---- DOCUMENT SEGMENT

Department of Public Health now says trick or treating not recommended
By Sam Catanzaro
County health officials have walked back previous guidelines prohibiting trick or treating.
Earlier this week the Los Angeles County Department of Public Health released guidelines prohibiting trick or treating, among other activities, this upcoming Halloween. On Wednesday, Public Health Director Dr. Barbara Ferrer announced a revision to these guidelines recommending, not banning, trick or treating.
“Our guidelines have been slightly revised,” Ferrer said during the daily COVID-19 briefing. “Trick or treating: we are highly recommending that it not happen. We don’t think it’s an appropriate activity during a pandemic.”
The change of course comes following an announcement by LA County Sheriff Alex Villanueva that his department would not enforce a ban on trick or treating and also in the wake of mixed reactions from residents.
At the press conference Wednesday Ferrer noted that despite the revision, it is “simply not safe” to celebrate Halloween in the usual fashion.
“There is no guarantee that when you go trick or treating your child goes up to a house where the person who opened the door is wearing a face covering and when you don’t know the person opening the door there is no guarantee that the person is not sick and that the candy they are passing out they have not touched,” Ferrer said. “We are recommending that trick or treating not happen this year and that gatherings, events, parties, carnivals, festivals, haunted house attractions: these are already prohibited under the Health Officer Order and should not be part of our Halloween celebrations.”
Ferrer did mention Halloween activities deemed safer by county health officials, including car parades and drive-in events where individuals can receive a treat bag limited to commercially packaged non-perishable treat and Halloween themed art installations at an outdoor museum.

--------
---- RECORDS SUPPLIED

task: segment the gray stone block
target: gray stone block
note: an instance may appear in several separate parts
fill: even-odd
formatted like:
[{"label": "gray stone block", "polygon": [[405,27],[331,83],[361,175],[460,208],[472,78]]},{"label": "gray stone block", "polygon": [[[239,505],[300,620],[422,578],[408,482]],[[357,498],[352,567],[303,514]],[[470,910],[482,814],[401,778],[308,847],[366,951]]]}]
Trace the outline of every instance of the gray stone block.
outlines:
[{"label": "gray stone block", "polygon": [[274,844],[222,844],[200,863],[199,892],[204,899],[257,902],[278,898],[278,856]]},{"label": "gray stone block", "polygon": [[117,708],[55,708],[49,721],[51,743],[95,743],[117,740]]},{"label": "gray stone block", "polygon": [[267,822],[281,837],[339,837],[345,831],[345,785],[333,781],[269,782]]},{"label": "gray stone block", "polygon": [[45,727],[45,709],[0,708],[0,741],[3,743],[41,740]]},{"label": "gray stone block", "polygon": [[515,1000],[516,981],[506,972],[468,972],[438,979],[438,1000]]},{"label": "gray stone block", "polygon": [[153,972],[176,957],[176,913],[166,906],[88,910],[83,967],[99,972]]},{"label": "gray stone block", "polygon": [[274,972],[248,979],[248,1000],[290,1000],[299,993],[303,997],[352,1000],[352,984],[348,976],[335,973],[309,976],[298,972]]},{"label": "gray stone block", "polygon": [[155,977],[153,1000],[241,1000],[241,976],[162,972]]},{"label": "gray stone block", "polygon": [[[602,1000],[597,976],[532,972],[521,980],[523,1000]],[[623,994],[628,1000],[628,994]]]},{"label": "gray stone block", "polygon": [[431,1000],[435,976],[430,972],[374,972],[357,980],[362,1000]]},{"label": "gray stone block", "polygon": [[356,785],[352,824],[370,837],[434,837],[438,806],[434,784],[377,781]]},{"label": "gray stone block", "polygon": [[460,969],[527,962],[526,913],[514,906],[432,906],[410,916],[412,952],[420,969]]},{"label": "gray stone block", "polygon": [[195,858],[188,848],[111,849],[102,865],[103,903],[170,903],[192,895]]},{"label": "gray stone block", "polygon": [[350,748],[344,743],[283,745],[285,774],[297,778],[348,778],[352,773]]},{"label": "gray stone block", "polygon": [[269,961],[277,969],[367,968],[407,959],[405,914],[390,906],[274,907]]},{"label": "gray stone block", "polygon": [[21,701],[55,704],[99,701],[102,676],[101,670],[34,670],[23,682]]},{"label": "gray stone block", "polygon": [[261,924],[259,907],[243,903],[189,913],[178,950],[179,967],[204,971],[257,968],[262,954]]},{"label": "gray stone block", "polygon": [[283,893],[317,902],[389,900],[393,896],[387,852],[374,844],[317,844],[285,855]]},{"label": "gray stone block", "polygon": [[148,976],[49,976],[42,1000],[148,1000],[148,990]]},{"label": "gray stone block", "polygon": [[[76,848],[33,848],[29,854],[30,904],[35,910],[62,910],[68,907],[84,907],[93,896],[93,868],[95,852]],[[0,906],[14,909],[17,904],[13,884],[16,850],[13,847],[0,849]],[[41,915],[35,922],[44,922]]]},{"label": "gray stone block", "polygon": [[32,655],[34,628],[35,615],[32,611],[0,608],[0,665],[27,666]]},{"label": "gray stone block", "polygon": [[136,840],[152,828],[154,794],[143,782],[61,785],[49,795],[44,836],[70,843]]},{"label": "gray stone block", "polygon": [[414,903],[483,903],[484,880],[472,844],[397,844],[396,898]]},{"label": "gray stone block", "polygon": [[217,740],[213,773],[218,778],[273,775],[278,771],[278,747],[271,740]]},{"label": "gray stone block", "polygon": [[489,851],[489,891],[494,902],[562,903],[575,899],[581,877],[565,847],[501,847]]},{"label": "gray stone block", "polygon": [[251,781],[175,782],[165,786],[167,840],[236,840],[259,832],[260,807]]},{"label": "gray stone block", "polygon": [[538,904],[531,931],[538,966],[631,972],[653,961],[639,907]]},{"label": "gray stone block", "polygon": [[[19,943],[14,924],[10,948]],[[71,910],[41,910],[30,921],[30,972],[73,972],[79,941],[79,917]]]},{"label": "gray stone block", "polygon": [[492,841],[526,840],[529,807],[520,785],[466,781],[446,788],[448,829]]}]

--------

## ABOUT THIS TASK
According to the article on the trick-or-treating guidance, on what day did Dr. Barbara Ferrer announce the revision?

## SOLUTION
Wednesday